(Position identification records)

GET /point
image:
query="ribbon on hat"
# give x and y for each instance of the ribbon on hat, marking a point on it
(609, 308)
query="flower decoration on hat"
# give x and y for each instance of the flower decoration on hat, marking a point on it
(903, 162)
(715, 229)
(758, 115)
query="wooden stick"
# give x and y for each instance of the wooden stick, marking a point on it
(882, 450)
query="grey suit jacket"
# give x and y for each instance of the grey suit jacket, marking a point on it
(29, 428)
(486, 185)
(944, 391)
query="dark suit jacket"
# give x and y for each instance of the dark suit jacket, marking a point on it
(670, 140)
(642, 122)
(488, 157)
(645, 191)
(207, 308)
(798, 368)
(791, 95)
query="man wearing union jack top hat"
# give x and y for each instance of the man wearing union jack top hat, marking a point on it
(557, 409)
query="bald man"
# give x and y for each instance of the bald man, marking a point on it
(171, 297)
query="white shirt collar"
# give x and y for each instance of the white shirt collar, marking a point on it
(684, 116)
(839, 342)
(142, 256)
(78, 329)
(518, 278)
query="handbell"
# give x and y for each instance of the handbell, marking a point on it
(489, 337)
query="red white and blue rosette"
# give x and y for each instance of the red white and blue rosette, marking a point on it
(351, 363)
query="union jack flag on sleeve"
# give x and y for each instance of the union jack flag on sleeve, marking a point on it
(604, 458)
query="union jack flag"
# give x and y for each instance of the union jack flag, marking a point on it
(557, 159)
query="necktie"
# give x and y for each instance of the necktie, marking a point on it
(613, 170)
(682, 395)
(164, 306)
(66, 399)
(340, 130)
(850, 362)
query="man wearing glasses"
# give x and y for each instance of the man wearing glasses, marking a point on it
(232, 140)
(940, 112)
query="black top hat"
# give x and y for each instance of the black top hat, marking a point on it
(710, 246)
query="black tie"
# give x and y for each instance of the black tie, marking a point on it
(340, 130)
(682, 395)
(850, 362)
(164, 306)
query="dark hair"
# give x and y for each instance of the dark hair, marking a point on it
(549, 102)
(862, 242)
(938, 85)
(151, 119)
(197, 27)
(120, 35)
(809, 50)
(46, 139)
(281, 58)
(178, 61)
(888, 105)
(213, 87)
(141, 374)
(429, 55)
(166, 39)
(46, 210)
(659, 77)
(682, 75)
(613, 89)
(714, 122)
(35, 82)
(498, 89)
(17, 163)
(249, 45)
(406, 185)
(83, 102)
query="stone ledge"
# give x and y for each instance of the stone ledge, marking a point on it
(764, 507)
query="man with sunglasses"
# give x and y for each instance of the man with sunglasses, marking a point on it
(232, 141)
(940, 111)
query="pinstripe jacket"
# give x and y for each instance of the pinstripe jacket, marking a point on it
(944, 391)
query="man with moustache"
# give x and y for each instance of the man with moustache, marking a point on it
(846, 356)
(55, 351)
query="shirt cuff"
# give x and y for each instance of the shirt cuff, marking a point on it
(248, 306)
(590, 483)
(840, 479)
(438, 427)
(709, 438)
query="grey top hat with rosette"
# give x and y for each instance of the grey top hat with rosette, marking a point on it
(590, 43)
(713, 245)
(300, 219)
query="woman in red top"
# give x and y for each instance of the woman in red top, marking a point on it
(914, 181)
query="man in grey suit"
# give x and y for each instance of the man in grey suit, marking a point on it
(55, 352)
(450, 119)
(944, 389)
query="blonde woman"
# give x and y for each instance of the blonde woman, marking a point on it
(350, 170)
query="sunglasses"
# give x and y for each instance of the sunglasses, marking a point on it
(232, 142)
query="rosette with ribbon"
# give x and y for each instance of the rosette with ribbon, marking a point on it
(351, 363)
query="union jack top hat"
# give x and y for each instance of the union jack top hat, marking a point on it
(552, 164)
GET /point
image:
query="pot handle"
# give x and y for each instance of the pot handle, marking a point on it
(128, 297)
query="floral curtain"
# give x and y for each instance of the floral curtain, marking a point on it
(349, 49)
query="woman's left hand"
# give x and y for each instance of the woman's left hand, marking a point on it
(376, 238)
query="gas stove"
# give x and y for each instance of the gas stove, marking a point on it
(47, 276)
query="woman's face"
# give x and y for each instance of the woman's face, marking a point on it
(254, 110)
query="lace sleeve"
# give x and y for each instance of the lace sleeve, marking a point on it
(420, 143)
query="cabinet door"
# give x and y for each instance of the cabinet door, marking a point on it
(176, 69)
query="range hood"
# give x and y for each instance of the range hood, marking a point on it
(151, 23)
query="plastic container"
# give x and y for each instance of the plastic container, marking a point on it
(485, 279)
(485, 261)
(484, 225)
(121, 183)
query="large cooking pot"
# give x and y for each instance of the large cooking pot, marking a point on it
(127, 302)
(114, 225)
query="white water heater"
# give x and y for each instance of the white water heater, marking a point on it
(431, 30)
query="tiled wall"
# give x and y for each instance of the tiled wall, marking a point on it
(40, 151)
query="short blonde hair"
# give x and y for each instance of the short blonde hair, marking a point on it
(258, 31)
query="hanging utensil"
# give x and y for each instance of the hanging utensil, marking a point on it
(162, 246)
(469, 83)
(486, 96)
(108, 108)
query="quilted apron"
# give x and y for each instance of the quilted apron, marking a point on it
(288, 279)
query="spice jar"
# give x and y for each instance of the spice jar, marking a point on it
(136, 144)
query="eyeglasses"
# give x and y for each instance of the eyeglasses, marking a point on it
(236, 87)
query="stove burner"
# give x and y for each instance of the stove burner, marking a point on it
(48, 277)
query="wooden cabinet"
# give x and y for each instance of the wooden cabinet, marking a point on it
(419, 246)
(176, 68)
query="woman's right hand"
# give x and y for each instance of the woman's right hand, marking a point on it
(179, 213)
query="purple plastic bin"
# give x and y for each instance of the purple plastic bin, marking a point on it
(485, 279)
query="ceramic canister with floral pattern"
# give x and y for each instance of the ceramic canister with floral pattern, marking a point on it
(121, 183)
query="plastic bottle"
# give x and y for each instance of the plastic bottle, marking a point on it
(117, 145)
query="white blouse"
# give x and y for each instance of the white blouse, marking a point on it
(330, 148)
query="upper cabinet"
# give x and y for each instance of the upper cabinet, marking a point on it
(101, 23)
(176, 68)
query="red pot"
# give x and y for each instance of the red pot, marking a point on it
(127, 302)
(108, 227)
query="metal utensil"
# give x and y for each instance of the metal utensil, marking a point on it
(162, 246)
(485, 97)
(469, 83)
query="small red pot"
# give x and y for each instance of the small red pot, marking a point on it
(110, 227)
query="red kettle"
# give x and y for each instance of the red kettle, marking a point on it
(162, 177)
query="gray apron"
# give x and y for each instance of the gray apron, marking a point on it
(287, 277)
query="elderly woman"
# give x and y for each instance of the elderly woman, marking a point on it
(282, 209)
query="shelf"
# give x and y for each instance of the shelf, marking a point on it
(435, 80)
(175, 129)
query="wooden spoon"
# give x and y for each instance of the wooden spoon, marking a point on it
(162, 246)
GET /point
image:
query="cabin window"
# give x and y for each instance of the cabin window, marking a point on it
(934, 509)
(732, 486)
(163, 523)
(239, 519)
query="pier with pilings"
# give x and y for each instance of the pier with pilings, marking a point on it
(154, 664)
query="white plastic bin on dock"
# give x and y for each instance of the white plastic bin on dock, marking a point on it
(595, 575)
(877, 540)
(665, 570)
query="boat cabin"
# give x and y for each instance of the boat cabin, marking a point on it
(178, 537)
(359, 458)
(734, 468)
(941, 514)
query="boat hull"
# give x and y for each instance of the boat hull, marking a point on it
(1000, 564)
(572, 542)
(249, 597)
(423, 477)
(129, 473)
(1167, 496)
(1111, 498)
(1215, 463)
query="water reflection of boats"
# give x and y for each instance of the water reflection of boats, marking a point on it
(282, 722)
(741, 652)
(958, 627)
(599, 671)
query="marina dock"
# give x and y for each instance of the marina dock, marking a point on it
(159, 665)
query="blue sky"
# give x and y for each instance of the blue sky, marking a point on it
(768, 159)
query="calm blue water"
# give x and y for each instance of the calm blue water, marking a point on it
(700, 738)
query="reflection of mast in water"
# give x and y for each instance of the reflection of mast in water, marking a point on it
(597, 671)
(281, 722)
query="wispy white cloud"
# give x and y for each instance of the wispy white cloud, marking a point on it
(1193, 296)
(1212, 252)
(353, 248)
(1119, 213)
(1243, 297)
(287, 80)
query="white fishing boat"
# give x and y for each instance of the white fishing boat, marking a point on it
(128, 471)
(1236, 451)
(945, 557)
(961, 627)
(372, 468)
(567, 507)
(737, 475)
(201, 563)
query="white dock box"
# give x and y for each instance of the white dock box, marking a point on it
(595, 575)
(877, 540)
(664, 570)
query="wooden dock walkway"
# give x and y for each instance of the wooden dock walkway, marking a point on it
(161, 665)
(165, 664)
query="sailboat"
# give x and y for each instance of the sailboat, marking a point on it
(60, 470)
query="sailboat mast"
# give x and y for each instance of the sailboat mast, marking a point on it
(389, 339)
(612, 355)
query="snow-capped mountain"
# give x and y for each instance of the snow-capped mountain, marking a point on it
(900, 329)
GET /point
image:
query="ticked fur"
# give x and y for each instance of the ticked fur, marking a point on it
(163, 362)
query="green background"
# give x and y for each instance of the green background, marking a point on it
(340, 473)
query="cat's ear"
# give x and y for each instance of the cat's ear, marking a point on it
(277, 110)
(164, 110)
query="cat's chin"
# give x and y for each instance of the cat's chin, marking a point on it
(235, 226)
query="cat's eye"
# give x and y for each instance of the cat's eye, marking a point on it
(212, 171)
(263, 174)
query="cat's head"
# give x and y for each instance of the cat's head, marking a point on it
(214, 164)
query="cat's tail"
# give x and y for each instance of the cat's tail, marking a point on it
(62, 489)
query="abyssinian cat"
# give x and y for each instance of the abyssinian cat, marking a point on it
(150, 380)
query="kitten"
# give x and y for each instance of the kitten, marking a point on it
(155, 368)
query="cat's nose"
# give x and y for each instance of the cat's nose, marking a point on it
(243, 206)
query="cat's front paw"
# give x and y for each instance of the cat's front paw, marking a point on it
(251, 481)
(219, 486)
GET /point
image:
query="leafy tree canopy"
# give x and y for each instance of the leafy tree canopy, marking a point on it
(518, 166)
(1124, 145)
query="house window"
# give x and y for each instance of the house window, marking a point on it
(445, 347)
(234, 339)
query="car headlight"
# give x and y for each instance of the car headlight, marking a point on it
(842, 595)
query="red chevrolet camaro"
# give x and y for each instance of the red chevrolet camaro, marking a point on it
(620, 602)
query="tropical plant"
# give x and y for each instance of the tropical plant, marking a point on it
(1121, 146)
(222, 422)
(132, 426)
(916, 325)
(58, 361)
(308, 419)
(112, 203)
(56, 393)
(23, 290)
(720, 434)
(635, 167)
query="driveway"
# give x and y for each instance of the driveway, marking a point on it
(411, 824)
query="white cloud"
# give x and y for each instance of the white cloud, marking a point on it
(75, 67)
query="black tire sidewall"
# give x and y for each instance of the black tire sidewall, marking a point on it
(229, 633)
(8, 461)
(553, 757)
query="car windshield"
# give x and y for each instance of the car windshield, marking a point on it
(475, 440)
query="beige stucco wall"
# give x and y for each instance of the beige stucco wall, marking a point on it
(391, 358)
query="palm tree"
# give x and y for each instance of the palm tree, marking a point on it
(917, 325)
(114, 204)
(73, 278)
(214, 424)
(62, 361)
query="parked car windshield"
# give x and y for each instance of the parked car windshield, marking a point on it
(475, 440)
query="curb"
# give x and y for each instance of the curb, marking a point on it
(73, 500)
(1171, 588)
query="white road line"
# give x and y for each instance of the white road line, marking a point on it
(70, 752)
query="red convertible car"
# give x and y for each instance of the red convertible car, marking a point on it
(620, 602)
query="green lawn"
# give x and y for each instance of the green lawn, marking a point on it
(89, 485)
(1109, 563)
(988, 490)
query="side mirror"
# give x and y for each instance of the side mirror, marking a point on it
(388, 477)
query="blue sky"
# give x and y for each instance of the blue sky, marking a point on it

Exercise objective
Select every line of the records above that contains the word "curb", and copy each one out.

Reply
query="curb"
# give x and y for each instance of the curb, marking a point on it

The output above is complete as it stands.